[Dataset items]
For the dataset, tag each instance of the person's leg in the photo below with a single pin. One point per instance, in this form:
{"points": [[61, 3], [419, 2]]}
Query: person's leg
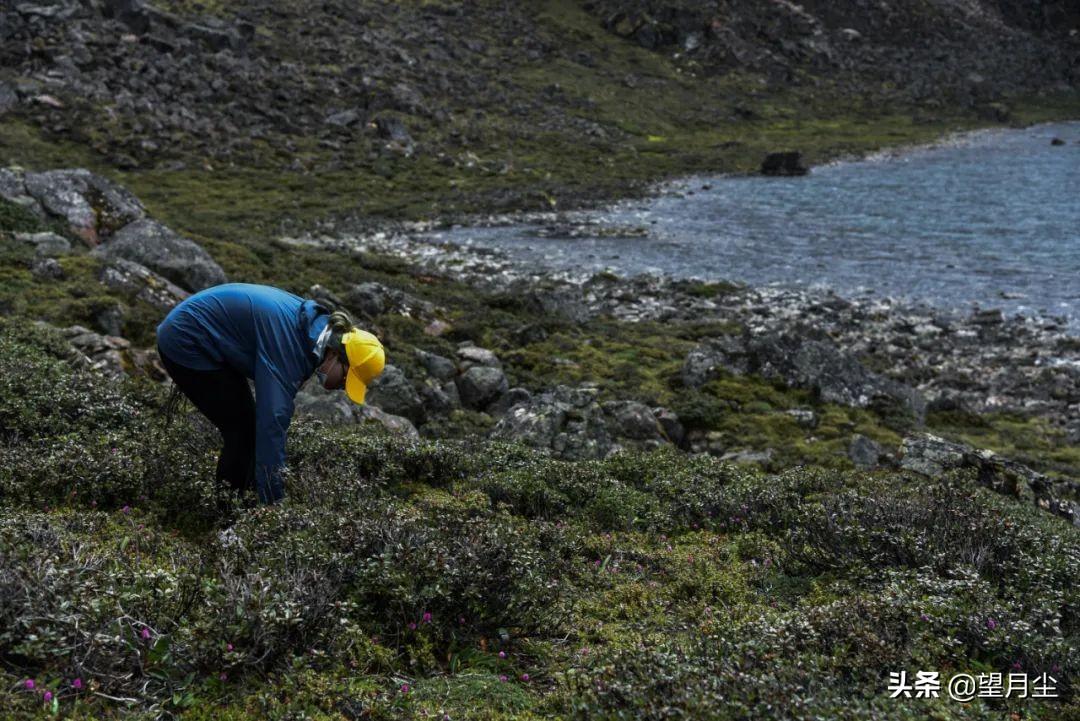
{"points": [[225, 398]]}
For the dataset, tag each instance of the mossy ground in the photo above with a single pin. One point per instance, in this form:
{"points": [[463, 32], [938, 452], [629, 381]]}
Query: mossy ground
{"points": [[687, 584], [483, 581]]}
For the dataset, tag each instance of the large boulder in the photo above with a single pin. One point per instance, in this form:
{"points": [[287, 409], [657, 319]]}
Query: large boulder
{"points": [[142, 283], [481, 385], [94, 207], [931, 456], [158, 247], [393, 393]]}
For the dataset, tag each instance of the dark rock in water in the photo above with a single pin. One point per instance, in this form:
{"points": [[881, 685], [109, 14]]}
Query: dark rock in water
{"points": [[864, 452], [440, 367], [153, 245], [110, 321], [481, 385], [393, 393], [509, 399], [931, 456], [9, 98], [783, 164]]}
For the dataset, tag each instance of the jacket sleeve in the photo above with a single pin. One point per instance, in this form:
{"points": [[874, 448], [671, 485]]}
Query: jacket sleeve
{"points": [[273, 411]]}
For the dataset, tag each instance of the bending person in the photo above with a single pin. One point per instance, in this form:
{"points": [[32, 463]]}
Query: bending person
{"points": [[212, 342]]}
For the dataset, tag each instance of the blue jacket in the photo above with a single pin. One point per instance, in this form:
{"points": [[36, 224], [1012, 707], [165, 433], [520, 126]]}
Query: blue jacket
{"points": [[266, 334]]}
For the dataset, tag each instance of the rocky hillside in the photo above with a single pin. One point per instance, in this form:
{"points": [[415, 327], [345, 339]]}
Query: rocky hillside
{"points": [[458, 106]]}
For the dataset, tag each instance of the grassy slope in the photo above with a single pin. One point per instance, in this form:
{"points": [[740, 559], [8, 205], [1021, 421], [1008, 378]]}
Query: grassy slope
{"points": [[633, 587]]}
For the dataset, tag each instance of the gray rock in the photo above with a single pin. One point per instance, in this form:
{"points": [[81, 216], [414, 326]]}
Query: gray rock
{"points": [[747, 456], [143, 283], [392, 424], [509, 399], [481, 385], [566, 422], [834, 376], [393, 393], [437, 366], [471, 355], [671, 425], [714, 355], [783, 164], [153, 245], [48, 269], [864, 452], [9, 98], [633, 420], [804, 417], [110, 321], [45, 244], [93, 206]]}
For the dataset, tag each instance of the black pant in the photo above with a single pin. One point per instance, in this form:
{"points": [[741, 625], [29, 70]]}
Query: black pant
{"points": [[224, 397]]}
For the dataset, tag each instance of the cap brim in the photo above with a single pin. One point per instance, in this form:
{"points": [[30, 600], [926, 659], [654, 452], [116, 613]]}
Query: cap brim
{"points": [[354, 388]]}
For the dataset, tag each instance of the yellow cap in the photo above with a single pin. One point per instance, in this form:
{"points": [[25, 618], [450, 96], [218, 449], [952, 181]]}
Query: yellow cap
{"points": [[366, 359]]}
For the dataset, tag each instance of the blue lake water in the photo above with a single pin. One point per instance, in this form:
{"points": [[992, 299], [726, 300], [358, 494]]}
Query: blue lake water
{"points": [[989, 218]]}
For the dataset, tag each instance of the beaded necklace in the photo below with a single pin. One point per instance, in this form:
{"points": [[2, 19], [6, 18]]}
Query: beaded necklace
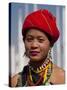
{"points": [[46, 68]]}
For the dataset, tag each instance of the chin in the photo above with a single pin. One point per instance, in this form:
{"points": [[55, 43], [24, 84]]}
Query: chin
{"points": [[35, 59]]}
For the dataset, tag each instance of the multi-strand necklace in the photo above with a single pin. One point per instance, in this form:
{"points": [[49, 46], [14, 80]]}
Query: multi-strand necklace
{"points": [[35, 79]]}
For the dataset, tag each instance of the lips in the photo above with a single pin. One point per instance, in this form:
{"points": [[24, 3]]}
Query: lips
{"points": [[34, 53]]}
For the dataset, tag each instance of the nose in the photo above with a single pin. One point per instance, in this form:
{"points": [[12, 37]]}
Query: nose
{"points": [[34, 44]]}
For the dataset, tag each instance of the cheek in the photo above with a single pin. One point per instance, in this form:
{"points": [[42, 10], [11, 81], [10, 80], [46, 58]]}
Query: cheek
{"points": [[45, 48], [27, 46]]}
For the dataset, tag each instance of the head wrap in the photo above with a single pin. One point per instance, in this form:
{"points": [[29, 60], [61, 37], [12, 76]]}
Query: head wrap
{"points": [[44, 21]]}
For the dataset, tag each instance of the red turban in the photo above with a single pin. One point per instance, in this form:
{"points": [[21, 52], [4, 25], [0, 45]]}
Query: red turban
{"points": [[44, 21]]}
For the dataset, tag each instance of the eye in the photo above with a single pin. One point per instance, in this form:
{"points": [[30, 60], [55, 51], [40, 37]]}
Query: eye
{"points": [[29, 39], [41, 40]]}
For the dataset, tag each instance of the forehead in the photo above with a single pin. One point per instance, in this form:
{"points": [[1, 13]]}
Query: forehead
{"points": [[36, 32]]}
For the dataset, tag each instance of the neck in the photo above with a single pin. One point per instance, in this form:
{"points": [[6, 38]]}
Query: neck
{"points": [[37, 64]]}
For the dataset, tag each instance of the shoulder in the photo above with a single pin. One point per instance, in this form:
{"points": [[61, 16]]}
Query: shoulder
{"points": [[58, 75], [14, 80], [18, 77]]}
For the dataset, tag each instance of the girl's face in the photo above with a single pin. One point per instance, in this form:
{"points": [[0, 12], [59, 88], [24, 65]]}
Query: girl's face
{"points": [[37, 45]]}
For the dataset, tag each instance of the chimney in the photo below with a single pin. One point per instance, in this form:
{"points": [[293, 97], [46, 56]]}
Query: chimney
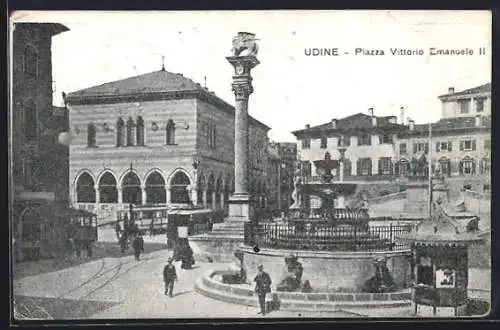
{"points": [[478, 120]]}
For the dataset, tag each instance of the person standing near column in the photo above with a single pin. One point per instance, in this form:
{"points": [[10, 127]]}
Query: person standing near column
{"points": [[262, 287], [169, 277]]}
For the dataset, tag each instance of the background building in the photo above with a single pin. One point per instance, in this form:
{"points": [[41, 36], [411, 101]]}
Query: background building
{"points": [[157, 138], [38, 162]]}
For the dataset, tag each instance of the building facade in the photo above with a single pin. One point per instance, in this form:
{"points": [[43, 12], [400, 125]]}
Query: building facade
{"points": [[380, 149], [39, 164], [157, 138]]}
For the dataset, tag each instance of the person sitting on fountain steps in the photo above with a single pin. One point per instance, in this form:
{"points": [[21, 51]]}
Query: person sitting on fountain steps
{"points": [[382, 281]]}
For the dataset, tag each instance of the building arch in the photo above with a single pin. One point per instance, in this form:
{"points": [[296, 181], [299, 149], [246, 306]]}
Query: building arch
{"points": [[179, 184], [139, 132], [467, 165], [219, 189], [107, 185], [85, 188], [155, 188], [91, 135], [131, 188]]}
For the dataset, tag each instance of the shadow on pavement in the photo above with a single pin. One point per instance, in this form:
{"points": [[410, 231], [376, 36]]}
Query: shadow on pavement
{"points": [[100, 250]]}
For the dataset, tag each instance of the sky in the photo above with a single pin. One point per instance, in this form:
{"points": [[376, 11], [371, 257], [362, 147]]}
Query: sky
{"points": [[290, 88]]}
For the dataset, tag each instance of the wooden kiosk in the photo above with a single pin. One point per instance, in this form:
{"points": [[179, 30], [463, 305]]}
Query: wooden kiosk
{"points": [[440, 264]]}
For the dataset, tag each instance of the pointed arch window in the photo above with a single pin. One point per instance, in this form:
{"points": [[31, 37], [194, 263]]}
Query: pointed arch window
{"points": [[170, 132], [139, 139], [107, 189], [131, 189], [91, 132], [130, 132], [120, 132], [30, 60], [85, 192]]}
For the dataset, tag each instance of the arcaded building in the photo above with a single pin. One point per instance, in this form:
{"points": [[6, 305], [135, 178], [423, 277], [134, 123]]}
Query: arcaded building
{"points": [[157, 138]]}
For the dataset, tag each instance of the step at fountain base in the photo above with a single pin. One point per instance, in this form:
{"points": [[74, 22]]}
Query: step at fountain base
{"points": [[297, 301], [220, 244]]}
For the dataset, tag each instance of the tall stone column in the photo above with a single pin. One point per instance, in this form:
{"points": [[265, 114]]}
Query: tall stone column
{"points": [[243, 60]]}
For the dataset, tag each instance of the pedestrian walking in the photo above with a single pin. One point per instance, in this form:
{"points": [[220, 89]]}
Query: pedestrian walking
{"points": [[169, 277], [138, 245], [262, 288]]}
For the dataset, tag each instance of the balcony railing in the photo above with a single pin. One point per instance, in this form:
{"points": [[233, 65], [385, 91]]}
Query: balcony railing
{"points": [[325, 236]]}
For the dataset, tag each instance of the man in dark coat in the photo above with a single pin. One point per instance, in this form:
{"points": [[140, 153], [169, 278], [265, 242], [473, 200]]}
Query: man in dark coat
{"points": [[169, 277], [262, 287], [138, 245]]}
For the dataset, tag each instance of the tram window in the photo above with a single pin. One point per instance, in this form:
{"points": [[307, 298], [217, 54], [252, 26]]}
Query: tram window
{"points": [[31, 231]]}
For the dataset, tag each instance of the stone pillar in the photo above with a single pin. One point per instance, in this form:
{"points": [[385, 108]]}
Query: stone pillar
{"points": [[239, 203]]}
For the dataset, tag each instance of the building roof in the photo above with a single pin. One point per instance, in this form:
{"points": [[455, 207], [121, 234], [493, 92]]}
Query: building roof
{"points": [[52, 28], [486, 88], [158, 81], [146, 85], [273, 153], [353, 122], [442, 229]]}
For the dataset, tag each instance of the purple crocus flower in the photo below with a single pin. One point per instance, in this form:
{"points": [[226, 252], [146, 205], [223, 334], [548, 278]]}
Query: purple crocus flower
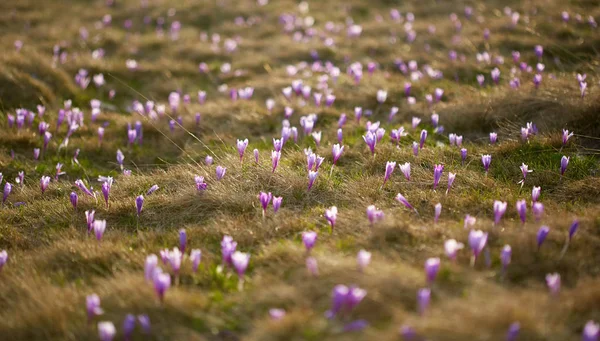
{"points": [[564, 162], [195, 257], [423, 138], [389, 169], [92, 304], [331, 216], [44, 182], [162, 282], [423, 299], [370, 139], [522, 210], [437, 212], [499, 210], [477, 241], [275, 156], [312, 176], [451, 248], [553, 282], [139, 204], [220, 172], [241, 146], [99, 228], [432, 267], [7, 190], [404, 202], [106, 331], [486, 160], [541, 235], [437, 175], [309, 238]]}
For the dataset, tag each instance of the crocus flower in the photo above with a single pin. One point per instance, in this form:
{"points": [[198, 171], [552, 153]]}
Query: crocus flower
{"points": [[542, 234], [128, 326], [275, 156], [505, 255], [195, 257], [312, 176], [423, 138], [363, 258], [309, 238], [92, 304], [44, 182], [7, 190], [373, 214], [370, 139], [240, 262], [331, 216], [553, 282], [437, 174], [162, 282], [522, 210], [477, 241], [139, 204], [566, 136], [535, 193], [486, 160], [451, 248], [389, 169], [432, 266], [437, 212], [564, 162], [241, 146], [591, 331], [451, 177], [404, 202], [423, 298], [499, 210], [106, 331], [99, 228], [220, 172], [336, 152]]}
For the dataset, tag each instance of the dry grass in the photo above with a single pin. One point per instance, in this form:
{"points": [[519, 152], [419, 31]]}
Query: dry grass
{"points": [[53, 264]]}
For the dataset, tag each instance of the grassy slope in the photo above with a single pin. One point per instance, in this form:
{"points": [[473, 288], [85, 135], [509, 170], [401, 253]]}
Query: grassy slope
{"points": [[53, 264]]}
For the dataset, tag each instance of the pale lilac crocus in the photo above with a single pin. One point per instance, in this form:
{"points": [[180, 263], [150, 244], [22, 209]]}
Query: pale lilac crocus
{"points": [[241, 147], [106, 331], [162, 282], [499, 210], [432, 267], [400, 198], [99, 228], [389, 169], [309, 239], [541, 235], [477, 242], [564, 162], [363, 258], [522, 210], [437, 212], [374, 215], [312, 176], [553, 283], [331, 216], [451, 248], [220, 172], [275, 156], [437, 175], [451, 178], [44, 182], [139, 204], [486, 160], [92, 305]]}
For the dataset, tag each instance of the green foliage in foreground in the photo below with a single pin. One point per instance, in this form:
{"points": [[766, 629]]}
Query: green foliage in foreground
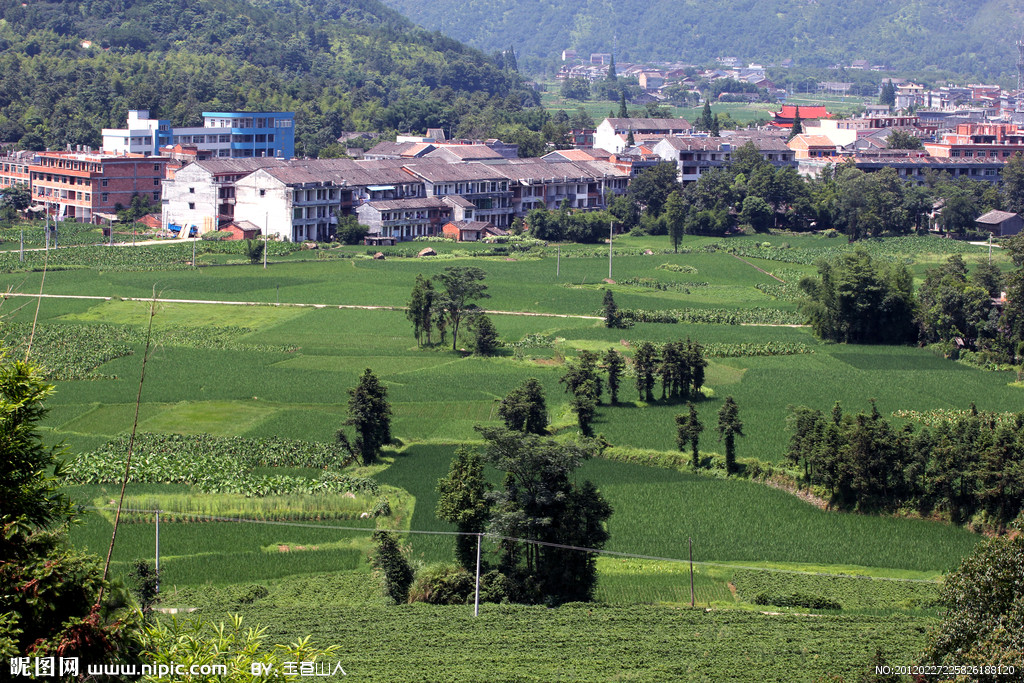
{"points": [[592, 642], [729, 520], [984, 599], [714, 315]]}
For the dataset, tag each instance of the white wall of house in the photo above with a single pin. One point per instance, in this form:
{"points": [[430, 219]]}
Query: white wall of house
{"points": [[265, 202], [190, 200]]}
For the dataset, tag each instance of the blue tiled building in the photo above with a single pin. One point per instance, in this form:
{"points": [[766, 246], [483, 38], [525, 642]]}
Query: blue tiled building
{"points": [[223, 134]]}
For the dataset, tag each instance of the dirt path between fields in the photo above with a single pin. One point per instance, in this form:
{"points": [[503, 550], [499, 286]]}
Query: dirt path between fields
{"points": [[280, 305]]}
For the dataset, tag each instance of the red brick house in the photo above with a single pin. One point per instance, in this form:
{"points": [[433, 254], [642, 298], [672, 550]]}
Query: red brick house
{"points": [[467, 230], [79, 185]]}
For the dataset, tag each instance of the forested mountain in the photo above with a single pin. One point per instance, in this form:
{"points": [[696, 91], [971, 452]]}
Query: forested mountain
{"points": [[971, 38], [69, 69]]}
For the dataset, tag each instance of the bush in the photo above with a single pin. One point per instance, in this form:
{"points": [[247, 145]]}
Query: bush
{"points": [[797, 600], [442, 585], [391, 563]]}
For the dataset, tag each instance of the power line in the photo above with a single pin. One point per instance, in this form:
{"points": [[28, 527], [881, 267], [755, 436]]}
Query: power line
{"points": [[498, 537]]}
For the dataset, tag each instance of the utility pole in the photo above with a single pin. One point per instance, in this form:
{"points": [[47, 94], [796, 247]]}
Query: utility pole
{"points": [[158, 551], [692, 601], [610, 224], [476, 597]]}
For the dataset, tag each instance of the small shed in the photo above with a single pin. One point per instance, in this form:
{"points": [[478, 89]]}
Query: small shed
{"points": [[1000, 223], [241, 229], [466, 230]]}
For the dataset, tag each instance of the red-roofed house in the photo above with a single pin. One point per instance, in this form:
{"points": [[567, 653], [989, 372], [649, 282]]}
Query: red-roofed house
{"points": [[785, 118], [810, 146]]}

__WORK ITEM__.
Copy out each line of the data that holds the string "below".

__TASK RESULT__.
For the dataset, tag each instance of the person's leg in the photo below with a single pin. One point per instance, in this form:
For the dataset, tag each instance of the beaded necklace in the photo below with a single pin. One point per instance, in this form:
For the dataset, tag each instance of the chimney in the photo below with a single pin. One point per instance, in this form:
For the dataset, tag each instance of the purple crocus flower in the photo below with a single pin. One point per instance, in this form:
For the dataset, tag each instance of the green foliage in foreground in the photo below with a single pin. One point per instance, in this form:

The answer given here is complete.